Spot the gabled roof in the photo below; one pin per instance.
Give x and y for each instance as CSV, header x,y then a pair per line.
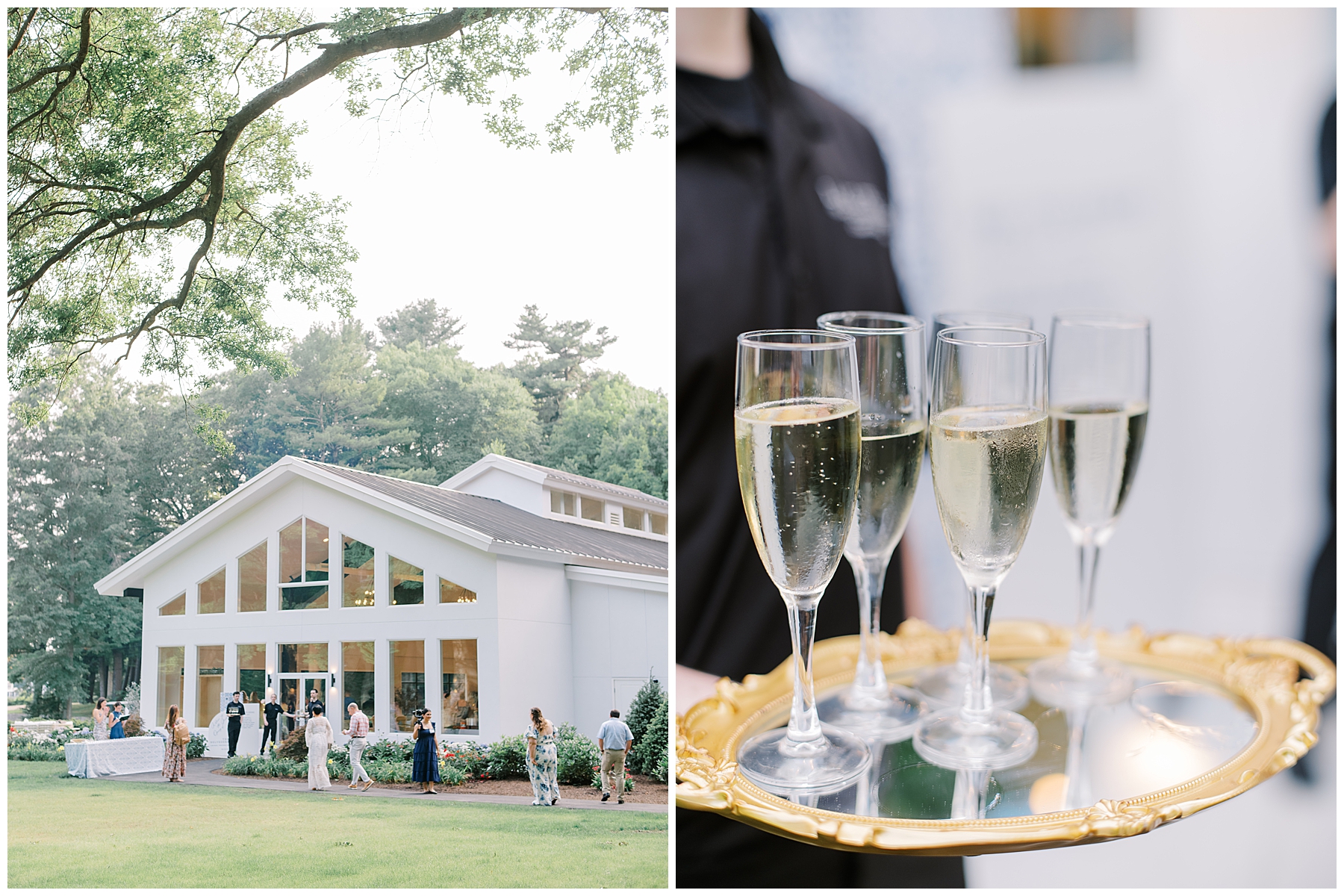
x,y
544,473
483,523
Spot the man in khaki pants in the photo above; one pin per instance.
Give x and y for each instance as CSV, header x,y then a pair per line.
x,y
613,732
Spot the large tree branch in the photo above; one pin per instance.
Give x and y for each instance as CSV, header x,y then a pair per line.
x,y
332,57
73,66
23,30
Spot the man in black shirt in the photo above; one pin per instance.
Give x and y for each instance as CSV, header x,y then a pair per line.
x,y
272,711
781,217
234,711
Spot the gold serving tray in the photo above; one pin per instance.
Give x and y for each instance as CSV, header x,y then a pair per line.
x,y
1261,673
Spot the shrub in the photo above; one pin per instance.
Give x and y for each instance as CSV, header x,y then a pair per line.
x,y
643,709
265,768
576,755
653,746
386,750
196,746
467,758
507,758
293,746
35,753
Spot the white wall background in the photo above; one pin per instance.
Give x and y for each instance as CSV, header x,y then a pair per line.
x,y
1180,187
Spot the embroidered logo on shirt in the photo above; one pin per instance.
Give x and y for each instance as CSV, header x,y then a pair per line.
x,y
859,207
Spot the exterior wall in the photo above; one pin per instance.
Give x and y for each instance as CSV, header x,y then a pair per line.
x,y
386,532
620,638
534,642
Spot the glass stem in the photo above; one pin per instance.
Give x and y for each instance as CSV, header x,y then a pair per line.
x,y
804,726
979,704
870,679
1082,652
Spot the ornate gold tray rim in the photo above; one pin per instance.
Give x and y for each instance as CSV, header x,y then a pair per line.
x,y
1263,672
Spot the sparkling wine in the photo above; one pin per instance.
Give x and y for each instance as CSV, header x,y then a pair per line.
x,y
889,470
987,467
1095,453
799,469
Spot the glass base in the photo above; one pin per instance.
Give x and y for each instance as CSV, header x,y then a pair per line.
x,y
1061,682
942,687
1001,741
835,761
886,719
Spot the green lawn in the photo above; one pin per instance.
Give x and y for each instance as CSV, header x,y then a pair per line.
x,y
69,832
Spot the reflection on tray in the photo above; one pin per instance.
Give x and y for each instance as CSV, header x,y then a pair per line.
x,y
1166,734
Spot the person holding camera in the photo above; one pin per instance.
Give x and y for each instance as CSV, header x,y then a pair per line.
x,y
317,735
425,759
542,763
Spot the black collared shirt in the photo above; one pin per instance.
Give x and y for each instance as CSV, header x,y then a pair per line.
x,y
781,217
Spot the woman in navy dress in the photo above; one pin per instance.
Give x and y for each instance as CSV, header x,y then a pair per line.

• • •

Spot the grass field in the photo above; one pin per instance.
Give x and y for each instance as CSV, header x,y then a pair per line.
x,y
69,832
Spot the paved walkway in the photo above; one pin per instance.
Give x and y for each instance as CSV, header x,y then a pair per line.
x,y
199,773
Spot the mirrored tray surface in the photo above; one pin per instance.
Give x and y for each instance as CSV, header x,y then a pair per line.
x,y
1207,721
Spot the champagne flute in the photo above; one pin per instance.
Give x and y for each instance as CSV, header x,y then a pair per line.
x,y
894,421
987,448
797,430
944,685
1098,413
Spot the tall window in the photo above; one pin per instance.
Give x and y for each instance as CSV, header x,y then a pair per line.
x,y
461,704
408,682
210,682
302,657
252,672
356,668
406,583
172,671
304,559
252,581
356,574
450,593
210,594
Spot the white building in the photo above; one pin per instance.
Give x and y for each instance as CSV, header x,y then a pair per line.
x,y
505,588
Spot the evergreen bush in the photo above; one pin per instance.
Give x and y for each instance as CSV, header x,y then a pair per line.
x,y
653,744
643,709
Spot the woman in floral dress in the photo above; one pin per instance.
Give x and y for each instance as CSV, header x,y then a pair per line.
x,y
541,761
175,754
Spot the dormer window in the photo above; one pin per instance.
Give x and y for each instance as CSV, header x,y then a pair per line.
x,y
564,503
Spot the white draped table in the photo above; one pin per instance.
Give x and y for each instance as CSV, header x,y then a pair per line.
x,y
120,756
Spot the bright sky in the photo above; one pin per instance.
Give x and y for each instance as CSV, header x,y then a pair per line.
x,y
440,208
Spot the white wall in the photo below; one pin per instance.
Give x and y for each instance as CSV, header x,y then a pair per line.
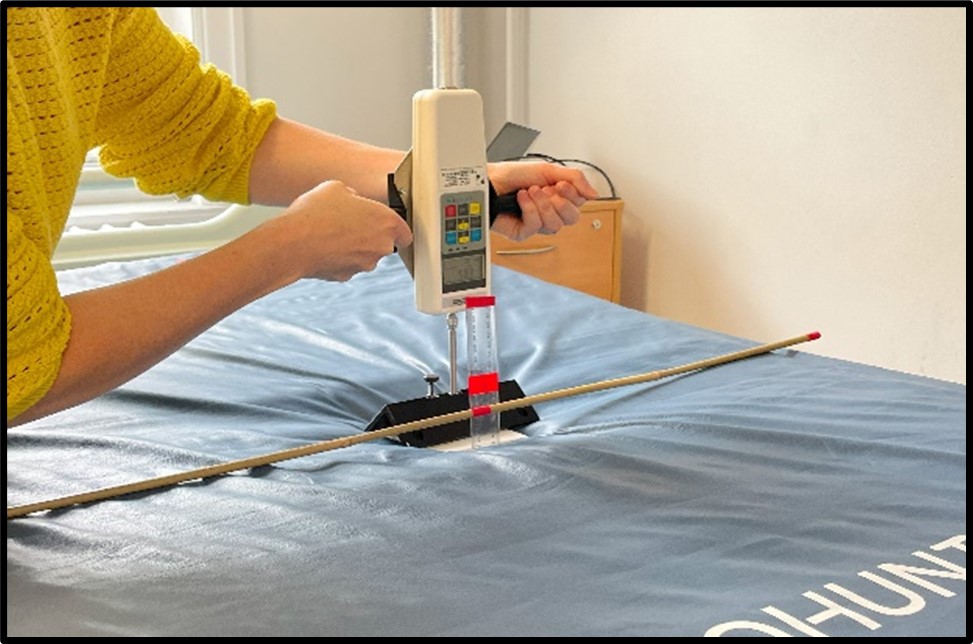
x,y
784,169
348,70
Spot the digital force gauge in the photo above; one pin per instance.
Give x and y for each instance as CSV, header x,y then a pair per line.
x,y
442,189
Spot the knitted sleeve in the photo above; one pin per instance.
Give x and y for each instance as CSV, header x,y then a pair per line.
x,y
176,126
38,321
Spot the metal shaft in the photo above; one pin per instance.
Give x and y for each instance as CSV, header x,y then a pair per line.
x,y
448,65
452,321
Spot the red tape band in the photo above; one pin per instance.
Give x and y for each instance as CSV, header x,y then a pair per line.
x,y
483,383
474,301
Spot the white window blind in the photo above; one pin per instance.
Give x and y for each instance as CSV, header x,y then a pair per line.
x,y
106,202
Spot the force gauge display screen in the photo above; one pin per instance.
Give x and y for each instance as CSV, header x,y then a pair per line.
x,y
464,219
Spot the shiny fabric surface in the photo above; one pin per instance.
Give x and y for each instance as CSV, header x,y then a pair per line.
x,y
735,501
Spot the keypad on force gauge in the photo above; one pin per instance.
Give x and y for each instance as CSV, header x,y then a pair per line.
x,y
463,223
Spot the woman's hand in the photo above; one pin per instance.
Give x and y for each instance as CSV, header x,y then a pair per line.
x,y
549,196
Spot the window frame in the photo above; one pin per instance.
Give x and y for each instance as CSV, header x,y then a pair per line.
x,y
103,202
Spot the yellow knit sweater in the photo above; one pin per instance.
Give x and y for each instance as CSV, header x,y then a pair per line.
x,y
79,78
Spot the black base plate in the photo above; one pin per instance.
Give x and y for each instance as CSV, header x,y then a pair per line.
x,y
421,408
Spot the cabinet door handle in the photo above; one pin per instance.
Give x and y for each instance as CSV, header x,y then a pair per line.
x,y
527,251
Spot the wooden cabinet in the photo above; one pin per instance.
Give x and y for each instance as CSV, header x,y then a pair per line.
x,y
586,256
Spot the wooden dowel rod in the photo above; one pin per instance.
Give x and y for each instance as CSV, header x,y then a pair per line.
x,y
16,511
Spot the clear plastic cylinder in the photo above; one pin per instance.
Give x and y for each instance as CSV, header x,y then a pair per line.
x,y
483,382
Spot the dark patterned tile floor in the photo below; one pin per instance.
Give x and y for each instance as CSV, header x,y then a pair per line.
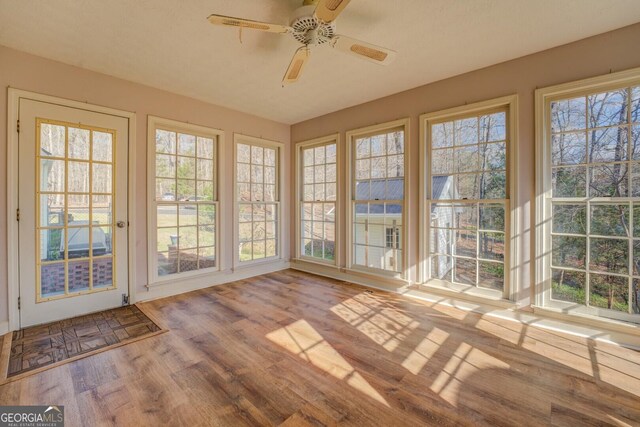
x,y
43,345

• • •

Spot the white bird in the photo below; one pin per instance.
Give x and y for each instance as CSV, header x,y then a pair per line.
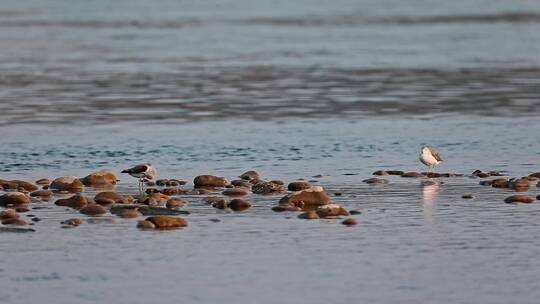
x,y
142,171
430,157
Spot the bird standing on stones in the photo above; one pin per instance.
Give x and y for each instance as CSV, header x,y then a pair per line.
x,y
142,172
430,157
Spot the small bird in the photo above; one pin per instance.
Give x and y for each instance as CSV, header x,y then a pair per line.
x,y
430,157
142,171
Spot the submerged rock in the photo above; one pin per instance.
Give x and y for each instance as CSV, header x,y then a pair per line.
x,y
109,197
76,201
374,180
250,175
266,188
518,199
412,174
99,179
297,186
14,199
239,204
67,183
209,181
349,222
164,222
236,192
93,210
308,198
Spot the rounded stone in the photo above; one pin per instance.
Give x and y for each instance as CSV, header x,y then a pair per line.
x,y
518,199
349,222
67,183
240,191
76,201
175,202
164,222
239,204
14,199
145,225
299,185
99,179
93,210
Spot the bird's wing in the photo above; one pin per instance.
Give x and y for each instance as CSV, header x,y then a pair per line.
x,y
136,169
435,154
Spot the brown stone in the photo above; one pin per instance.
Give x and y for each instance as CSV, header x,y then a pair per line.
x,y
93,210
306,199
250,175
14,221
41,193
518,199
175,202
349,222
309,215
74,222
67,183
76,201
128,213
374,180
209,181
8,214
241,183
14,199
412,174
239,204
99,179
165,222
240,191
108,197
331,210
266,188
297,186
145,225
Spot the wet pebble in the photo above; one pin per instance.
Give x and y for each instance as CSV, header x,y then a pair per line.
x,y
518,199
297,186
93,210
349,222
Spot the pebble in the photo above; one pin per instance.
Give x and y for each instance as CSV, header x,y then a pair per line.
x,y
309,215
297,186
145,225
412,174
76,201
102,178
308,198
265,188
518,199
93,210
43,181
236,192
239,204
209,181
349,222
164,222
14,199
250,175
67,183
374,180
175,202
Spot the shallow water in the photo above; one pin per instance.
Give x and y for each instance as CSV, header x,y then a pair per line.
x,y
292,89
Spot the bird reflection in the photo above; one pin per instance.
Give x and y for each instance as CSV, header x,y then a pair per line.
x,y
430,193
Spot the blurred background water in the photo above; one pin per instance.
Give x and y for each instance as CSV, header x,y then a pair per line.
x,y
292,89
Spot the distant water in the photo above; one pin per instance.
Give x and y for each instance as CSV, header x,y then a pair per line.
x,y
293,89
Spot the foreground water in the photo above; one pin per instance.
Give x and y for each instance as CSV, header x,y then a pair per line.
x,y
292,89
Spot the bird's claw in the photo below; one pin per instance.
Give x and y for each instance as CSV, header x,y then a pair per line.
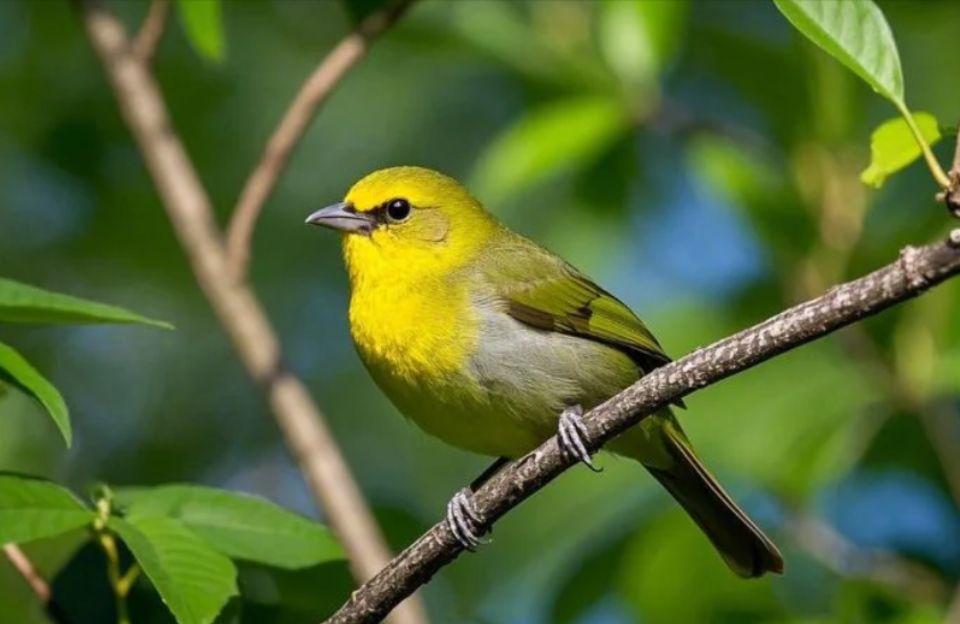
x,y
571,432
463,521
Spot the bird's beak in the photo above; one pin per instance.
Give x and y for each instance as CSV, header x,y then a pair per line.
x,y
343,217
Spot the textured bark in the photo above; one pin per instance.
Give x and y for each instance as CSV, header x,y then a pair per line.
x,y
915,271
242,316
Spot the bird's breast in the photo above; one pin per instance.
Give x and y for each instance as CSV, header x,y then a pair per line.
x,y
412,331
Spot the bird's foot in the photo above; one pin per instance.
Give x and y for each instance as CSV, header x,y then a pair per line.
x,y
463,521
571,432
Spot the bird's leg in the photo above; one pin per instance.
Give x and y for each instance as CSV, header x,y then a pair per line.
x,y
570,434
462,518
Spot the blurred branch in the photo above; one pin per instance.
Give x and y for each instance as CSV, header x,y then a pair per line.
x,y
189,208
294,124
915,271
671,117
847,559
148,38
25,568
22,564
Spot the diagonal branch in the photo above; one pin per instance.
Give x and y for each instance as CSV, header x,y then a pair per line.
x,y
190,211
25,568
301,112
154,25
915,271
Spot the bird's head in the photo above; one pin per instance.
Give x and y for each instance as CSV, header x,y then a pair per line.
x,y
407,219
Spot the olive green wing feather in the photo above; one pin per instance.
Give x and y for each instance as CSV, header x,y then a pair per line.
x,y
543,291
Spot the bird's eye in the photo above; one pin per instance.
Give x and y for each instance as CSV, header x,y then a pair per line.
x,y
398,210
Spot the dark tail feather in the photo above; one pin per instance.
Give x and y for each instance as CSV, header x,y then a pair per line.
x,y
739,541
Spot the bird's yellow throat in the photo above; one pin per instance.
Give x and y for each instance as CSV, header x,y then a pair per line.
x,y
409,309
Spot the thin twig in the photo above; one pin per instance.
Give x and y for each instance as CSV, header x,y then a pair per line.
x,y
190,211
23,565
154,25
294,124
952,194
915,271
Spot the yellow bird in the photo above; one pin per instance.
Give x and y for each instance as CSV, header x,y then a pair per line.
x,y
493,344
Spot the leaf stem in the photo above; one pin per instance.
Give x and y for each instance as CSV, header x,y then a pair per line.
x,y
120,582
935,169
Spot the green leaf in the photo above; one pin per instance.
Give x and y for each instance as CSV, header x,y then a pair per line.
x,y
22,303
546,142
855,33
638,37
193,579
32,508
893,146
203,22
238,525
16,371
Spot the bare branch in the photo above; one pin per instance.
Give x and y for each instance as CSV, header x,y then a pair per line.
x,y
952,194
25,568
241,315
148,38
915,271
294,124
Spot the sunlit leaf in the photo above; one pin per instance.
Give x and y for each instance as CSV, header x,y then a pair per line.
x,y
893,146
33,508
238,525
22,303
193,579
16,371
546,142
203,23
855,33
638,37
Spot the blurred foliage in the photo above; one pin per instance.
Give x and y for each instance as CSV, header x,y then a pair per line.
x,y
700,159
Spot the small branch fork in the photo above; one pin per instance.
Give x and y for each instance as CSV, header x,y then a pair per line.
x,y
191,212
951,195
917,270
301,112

• • •

(Work to complete): Pick out every line of the rows above that contains the word "water", and copy each one.

(Result):
Spot the shallow water in the photo above; one pin per instance.
Spot the blurred background water in the photo above; one pin per instance.
Spot the distant water in the photo above; one pin per instance.
Spot the foreground water in the photo above; one pin per instance.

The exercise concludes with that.